Task to carry out:
Copy out every line of the listing below word for word, leaving out the pictures.

Data excerpts:
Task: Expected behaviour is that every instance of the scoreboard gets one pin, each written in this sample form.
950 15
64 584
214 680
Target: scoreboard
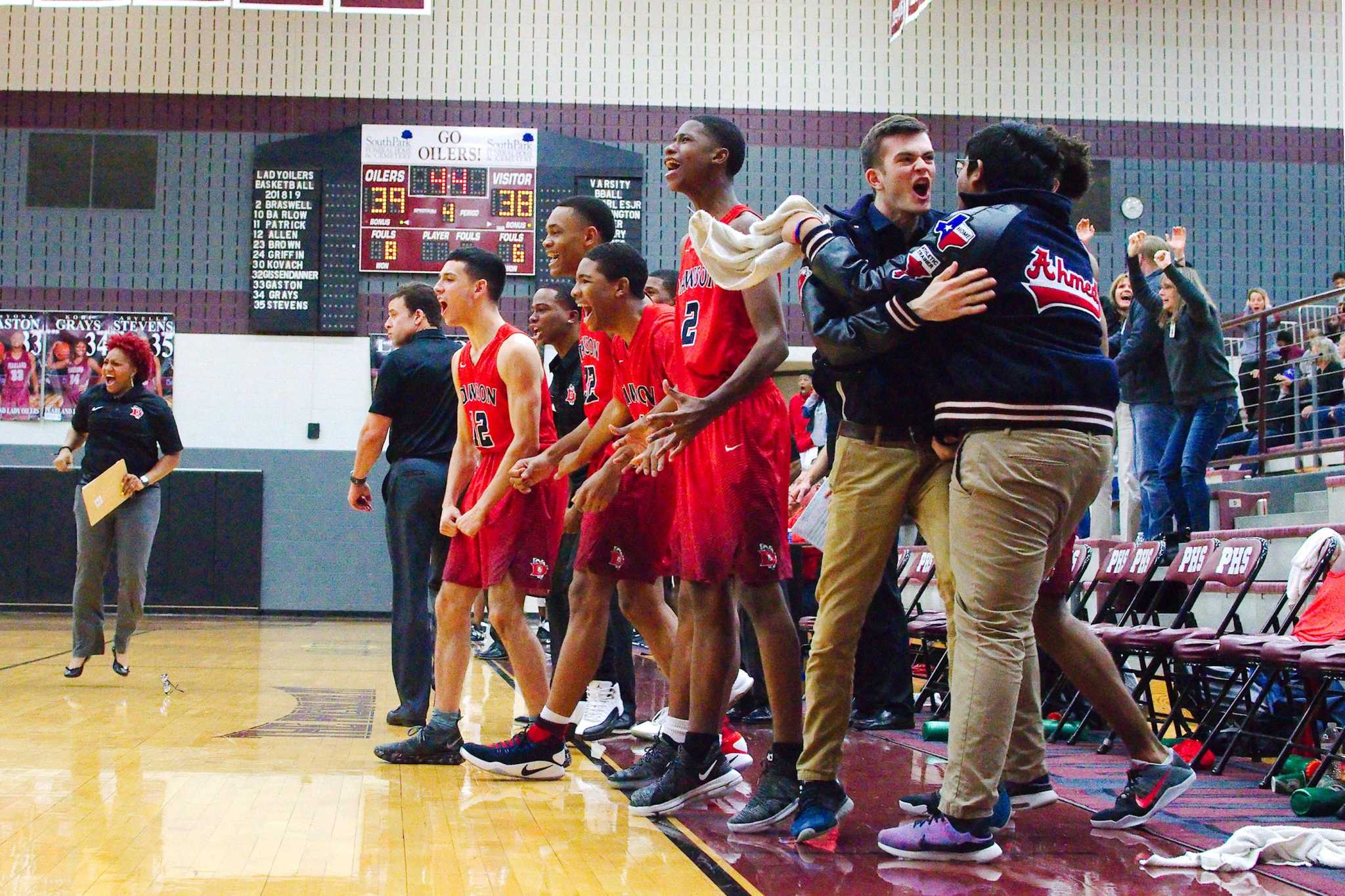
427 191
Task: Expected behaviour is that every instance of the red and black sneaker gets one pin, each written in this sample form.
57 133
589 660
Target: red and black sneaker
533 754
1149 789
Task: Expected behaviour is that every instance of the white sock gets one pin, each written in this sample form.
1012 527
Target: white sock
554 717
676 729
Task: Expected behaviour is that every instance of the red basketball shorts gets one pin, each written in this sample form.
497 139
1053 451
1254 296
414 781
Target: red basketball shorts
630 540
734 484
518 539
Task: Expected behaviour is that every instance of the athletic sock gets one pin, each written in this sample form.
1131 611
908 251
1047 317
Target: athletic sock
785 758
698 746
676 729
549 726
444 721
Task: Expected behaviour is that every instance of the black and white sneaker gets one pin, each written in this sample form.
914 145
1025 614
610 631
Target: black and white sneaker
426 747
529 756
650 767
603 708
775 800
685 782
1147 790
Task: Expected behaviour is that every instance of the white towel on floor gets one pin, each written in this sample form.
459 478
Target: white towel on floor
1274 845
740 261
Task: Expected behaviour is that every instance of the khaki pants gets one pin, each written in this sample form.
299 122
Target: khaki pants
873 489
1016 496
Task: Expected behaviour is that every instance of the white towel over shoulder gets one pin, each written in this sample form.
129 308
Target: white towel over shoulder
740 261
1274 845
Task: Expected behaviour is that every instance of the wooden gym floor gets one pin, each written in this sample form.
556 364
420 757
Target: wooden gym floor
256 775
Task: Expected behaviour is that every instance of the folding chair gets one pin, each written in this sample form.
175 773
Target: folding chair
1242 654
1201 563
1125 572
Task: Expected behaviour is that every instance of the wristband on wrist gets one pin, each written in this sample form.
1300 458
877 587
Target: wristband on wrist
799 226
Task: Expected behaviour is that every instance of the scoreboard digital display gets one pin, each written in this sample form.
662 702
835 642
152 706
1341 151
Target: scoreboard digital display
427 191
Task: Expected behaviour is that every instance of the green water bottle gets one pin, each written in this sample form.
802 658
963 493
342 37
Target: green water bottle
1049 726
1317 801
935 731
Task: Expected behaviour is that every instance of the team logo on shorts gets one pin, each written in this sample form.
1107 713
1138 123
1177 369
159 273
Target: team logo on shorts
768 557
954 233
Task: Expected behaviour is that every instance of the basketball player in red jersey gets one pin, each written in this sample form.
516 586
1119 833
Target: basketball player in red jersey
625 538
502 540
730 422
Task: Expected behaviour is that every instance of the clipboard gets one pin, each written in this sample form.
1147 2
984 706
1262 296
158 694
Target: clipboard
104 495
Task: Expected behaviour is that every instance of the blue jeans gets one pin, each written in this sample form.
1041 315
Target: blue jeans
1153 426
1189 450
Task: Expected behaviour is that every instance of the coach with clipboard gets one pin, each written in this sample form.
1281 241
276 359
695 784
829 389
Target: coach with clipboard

Finished answer:
Task: Expected behaviour is that every instance of the scoreboard gets one pin, each written in this sample form.
950 15
64 584
214 680
Target: scoreboard
427 191
Task: Expected behaviour is that every instance of the red and black sneaker gets one pin, each written in this sample form.
57 133
589 660
Target: red and black sneaker
533 754
1149 789
Task: Expected behaviour is that every instance of the white sock gets one pin, each written in this sample form.
1012 527
Target: white sock
554 717
676 729
Task: Expected behaviour is that every instance of the red basketball shorts gets one pin, each written in this sample form.
497 139
1053 451
1254 296
414 781
Target: red basketball shorts
630 540
734 484
518 539
Task: Expected behaviour is that every instance of the athletic sock gets one pin, each written in this sample form.
1131 611
908 251
1047 317
Target: athletic sock
785 758
698 746
676 729
549 726
444 721
Task: Expected behaviour is that every instance of the black and white sneaker gets one pin, each written in this sample form.
914 145
1025 614
610 631
Target: black and white sneaker
426 747
529 756
650 767
603 708
775 800
685 782
1147 790
Task: Expected behaviour is that every instance of the white towel on floor gets one pin, each written in this sample form.
459 478
Target: white towel on floor
1274 845
740 261
Task: Expected behaviour is that every instance of the khaki pants gets one pin, each written in this sample form.
299 122
Target: khaki pants
873 489
1016 496
Task: Expected behaviour is that every instance of the white towel over shoulder gets one pin, each written in this sample form.
129 308
Target: white towel over shoulder
740 261
1274 845
Task: Expected behaviour is that every instance of the wooden gym floor gets one pin, each written in this sample form.
556 364
420 757
Target: wooden gym floor
256 775
Task: Expected behaviour is that every instance of the folding chair gets one pin, each written in this sample form.
175 773
Target: folding chair
1242 654
1201 563
1125 572
Task: Expected behaviour is that every instance of the wristband on wrist gets one pin, each written in this sample form.
1300 458
877 587
Target: wristband on wrist
799 226
Task: Expected behaviour is that every instance of the scoreboard digital display gets one pin, each written in this sample form.
662 702
835 642
152 706
1341 151
Target: scoreboard digital display
427 191
Task: Expected behaviour is that every instance of the green water bottle gets one pin, each written in this sample form.
802 658
963 493
342 37
Target: green water bottle
1049 726
1317 801
935 731
Task: Expected behaviour is that every instance of the team logo on shorts gets one pin, each written in this sample form.
1107 713
1138 123
1177 369
159 273
Target: team logo on shorts
768 557
954 233
Task: Expected behaviour is that every instance of the basketball player in red jersey gets one pin, each written in this sample form.
516 586
1119 833
Target: basketball player in red jersey
625 538
502 540
730 422
Task: Expected behaviour is that every instance of the clipboard gets one pin, each written in this sample form.
1147 2
984 706
1262 296
158 694
Target: clipboard
104 495
Task: Expected behaviour is that every instance of the blue jeans gets one pin, each written in this sample form.
1041 315
Target: blue jeans
1153 426
1189 450
Task: Expected behaviour is that every instance of the coach with clipboard gets one pin, each written in this sample form.
1281 241
276 359
695 784
829 389
Target: coach with clipboard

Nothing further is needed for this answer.